Passage.
┌──

Many of us ae too busy feeling sorry as we see summer end. But because we’re so into eating well around here, and that includes all the pretty colours, here’s the best news of the seasons changing: the colours you can eat are about to get better yet.
Colours are good in more than one way
For example, take the watermelon radish I got from the farmer’s market last week. Have you ever seen or tasted one? (See the featured photo.) The taste is pleasantly ‘radishy’ though not very spicy, but the colours are just the prettiest.
Among other things, radishes contain vitamins, minerals, and fibre, but they also contain anthocyanins which are anti-inflammatory, anti-cancer and neuroprotective compounds. Some of the active compounds they contain can target free radicals, which means they are powerful antioxidants. You can sprout radish seeds (see the previous post on the benefits of sprouts) and they are deliciously spicy and you can also pickle them naturally which adds a whole bunch of beneficial probiotics to the fibre load (prebiotics).
Last but not least… Your meal looks beautiful, and it does wonder for your health too!
Speaking of anthocyanins…
How do you like your grapes? I like them purple, and with that little bit of foggy appearance. Yes, I mean the sweet-smelling Coronation grapes that come dressed in deep purple coats and are best at encapsulating the essence of fall: lingering day warmth that ripens them, and the night chill that sweetens them just enough, while not stealing all the tartness away. Oh, and they have seeds too, which makes them just crunchy enough too.

└──

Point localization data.
┌──

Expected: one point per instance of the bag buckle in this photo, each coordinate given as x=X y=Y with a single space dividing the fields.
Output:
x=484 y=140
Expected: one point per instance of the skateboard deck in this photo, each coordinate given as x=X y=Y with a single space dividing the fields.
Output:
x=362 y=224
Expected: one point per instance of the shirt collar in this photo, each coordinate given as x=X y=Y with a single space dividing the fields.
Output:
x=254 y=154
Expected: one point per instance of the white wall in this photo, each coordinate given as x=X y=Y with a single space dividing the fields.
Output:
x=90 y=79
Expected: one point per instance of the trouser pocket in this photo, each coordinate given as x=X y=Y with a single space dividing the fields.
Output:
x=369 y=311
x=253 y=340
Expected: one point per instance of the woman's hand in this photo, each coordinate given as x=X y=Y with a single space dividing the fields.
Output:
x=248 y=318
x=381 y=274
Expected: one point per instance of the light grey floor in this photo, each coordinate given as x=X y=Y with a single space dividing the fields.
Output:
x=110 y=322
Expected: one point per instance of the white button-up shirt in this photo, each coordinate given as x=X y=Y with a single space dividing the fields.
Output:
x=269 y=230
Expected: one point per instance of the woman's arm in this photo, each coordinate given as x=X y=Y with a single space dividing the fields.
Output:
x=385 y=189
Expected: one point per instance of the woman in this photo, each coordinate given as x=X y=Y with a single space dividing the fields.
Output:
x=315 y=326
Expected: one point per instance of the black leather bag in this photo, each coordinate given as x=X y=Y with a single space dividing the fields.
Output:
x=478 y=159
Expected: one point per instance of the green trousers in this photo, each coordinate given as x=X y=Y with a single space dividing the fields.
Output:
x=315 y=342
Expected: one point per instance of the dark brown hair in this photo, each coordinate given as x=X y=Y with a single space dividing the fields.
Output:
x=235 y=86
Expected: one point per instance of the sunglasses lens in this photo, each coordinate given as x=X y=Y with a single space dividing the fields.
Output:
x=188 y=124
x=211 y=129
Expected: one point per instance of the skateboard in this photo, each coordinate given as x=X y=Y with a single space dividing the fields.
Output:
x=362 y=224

└──

Complete the following.
(A) Using the passage on colorful fall produce above, decide whether each statement agrees with it: (i) the watermelon radish came from a farmer's market; (ii) the watermelon radish tastes very spicy; (iii) Coronation grapes have no seeds. Answer yes or no for each and quote the words of the passage that settle it.
(B) Carry the passage on colorful fall produce further, beginning immediately after its final sentence.

Response list.
(A)
(i) Yes: "the watermelon radish I got from the farmer’s market last week"
(ii) No: "though not very spicy"
(iii) No: "they have seeds too"

(B)
What you get from eating purple grapes: loads of polyphenols including resveratrol, fibre and vitamins. The active compounds in grapes have antioxidant, anti-inflammatory, antimicrobial and anticancer properties. They lower your risk of cardiovascular disease and particularly high blood pressure. Also, it’s not a hardship to eat them given the exquisite taste and the short availability season.
And on that note (purple, yummy and seasonal)…
Have some plums too. There are many varieties out there but I am partial to the seasonal Italian prune plums which have that slight tartness neatly wrapped in sweet and flavourful tastes.
Plums are good to eat as they are, or you can make a beautiful crumble (see recipe below) or if you committed to a whole bunch, like I did, you can freeze some of them for when you want a taste of fall during winter, which you will because we’re built like that 😉.
Here’s why they are good for you: plums contain a wide variety of bioactive compounds including polyphenols (antioxidant activity), phenolic acids (also powerful antioxidants) and vitamins. They can improve cardiovascular health, have antimicrobial properties and laxative properties too (the dose makes the poison, as they say, so tread gently if your digestive system reacts strongly to plums).
In the next post I will feature most people’s favourite fruit, the apple, plus the very appealing deep orange squash and pumpkins too.
Have fun with your purples in the meantime!
And the recipe…
Apple and Italian plum crumble (inspired by an apple and pear crumble by The Happy Pear)
3 apples, diced (peels on)
2 cups of plums, quartered
A handful of frozen blueberries
¼ cup date paste
1 ½ cups of oat flakes
1 cup shredded unsweetened coconut
2 tbsp of ground cinnamon
1 tbsp of ground cloves
¼ cup walnuts, chopped (use any kind of nuts you want, or none if allergic)
¼ cup sunflower seeds (or hemp seeds)
2-3 tablespoons of olive oil
Heat up the oven to 365F. In the meantime, to prepare the fruit, just place them all in a pot plus the date paste and cook on medium heat until they are soft and there is a bit of sauce formed at the bottom (20 minutes or so).
Place them in a glass baking dish and cover with the dry ingredients, all mixed up. Spread on top and mix some in with the fruit.
Bake at 365F for 25-30 minutes and serve warm or cold.